----- Il brano
Sembrerebbe un lavoro meccanico, ma è tutt’altro: «OSS e infermiere sono le due figure che in sala hanno il contatto maggiore con i pazienti – rivela Vito -. Con i pazienti, io chiacchiero molto, faccio la battuta anche più ridicola del mondo e cerco di non farli sentire in ospedale. Provo a metterli a loro agio, scaricando la tensione. In genere ci riesco bene, in questo sono un cabarettista e tutti lo sanno». Ma se è vero che quella tra Vito Palandra e il Gradenigo è una storia lunga e solida, è altrettanto vero che le premesse non erano state le più incoraggianti: «Sulle prime non ero così convinto di andare avanti – rivela -. L’ospedale in sé non mi piaceva molto, anzi lo trovavo un luogo di sofferenza. Ma poi impari, diventa il tuo lavoro e ti scopri motivato per stare con il paziente: impari ad apprezzarlo e ad andargli incontro. È una palestra che ti serve anche nella vita. Ecco, avere un contatto con la sofferenza delle persone ti permette di avere un contatto diverso con gli altri».

Scoperta dell’ospedale, ma anche scoperta della sala operatoria. «Avevo fatto il mio primo anno mezzo di lavoro girando tutti i reparti del Gradenigo, dal primo all’ultimo – racconta Vito -. Fino al giorno in cui Suor Candida, capo del personale, mi disse: “Lunedì cominci in sala operatoria”. Io rimasi un po’ perplesso perché, sono onesto, prima di entrare in ospedale non mi fermavo neanche agli incidenti stradali per il fastidio che mi dava la vista del sangue. Suor Candida mi disse anche che se non me la fossi sentita sarei potuto rientrare nei reparti. Ma sì, mi dissi alla fine, proviamo anche questa: è l’ultima rimasta. Sono passati 28 anni e mezzo e sono ancora qui. Diciamo che ho brillantemente superato il mio problema ematochimico di partenza».
----------
----- Materiale
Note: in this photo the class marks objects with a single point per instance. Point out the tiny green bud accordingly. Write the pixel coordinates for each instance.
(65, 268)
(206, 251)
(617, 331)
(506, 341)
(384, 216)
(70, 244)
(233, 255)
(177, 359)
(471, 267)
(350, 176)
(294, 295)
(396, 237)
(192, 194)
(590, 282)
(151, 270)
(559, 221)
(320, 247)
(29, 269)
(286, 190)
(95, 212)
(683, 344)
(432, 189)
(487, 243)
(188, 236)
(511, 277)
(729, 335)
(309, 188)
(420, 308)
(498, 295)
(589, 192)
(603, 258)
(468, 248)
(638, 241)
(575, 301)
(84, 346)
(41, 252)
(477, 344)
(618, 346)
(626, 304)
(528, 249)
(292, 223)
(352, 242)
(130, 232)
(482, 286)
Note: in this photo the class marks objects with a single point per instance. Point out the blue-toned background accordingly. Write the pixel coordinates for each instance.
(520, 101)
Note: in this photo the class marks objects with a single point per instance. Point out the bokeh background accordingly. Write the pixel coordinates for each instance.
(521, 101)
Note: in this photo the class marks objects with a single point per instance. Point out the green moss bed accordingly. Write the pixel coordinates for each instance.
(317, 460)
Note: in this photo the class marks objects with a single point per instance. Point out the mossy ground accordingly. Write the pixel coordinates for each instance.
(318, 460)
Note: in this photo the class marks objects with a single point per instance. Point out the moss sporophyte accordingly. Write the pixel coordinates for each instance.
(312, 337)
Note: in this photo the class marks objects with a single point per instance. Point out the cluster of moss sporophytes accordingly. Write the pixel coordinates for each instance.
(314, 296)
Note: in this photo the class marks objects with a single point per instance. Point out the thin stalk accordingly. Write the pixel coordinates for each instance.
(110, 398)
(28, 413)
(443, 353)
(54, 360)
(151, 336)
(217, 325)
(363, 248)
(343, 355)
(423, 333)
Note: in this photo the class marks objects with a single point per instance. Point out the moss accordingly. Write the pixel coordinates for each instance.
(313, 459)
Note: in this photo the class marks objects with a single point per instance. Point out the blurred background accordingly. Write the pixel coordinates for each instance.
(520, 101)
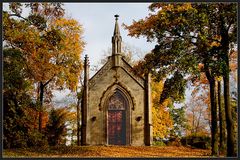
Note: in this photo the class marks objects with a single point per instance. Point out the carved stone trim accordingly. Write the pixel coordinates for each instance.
(128, 69)
(122, 88)
(103, 70)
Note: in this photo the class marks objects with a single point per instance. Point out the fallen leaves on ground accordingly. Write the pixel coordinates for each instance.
(107, 151)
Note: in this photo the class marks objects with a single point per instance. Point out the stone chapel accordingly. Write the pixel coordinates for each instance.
(116, 108)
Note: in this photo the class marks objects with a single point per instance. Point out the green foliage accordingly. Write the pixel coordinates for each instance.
(18, 117)
(179, 120)
(193, 140)
(174, 88)
(159, 143)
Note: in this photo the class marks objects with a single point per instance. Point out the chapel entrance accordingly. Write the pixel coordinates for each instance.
(117, 106)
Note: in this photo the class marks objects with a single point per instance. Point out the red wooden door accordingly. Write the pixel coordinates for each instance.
(116, 127)
(117, 119)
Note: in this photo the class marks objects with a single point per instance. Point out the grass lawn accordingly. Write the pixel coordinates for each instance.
(107, 151)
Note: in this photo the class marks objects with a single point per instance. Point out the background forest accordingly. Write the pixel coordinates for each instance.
(196, 51)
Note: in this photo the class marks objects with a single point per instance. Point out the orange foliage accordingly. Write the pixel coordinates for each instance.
(162, 122)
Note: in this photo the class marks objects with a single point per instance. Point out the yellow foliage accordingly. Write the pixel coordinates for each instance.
(162, 122)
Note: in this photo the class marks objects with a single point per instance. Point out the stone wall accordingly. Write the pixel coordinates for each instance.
(101, 85)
----------
_Cosa fare_.
A – Nel brano su Vito Palandra, quali cose dice Vito di fare con i pazienti in sala? Elencale tutte.
B – Sempre nel brano su Vito Palandra, perché Vito rimase un po' perplesso quando Suor Candida gli disse che il lunedì avrebbe cominciato in sala operatoria? Rispondi in una o due frasi.
C – Prosegui il brano su Vito Palandra partendo dall'ultima frase.

_Risposte_.
A –
- Chiacchiera molto con loro.
- Fa battute, anche la più ridicola del mondo.
- Cerca di non farli sentire in ospedale.
- Prova a metterli a loro agio, scaricando la tensione.

B – Prima di entrare in ospedale gli dava fastidio vedere il sangue. Per questo non si fermava neanche davanti agli incidenti stradali.

C –
«Nei miei trent’anni di Gradenigo ho vissuto l’evoluzione dell’ospedale, da quando era piccolo a quando è cresciuto con l’ala nuova, i reparti rifatti, tantissimo personale in più e un radicale cambio di gestione e di abitudini», prosegue Vito. E aggiunge: «Negli anni ho fatto diversi corsi interni riservati a chi lavora in ospedale e ne sono contento perché mi sono migliorato studiando, imparando e stando accanto alle persone più esperte del posto. Di tutte loro e delle loro competenze ho sempre cercato di fare tesoro». Insegnamenti preziosi e da difendere: «Se l’ospedale deve essere un luogo pulito, la sala operatoria deve essere un luogo perfetto – continua -. Un paziente entra in sala perché ha un problema e non deve uscirne con due né trovarne uno nuovo. Tutto il nostro lavoro è fatto per il paziente e non dobbiamo mai dimenticarlo perché in sala stiamo tutti dalla stessa parte».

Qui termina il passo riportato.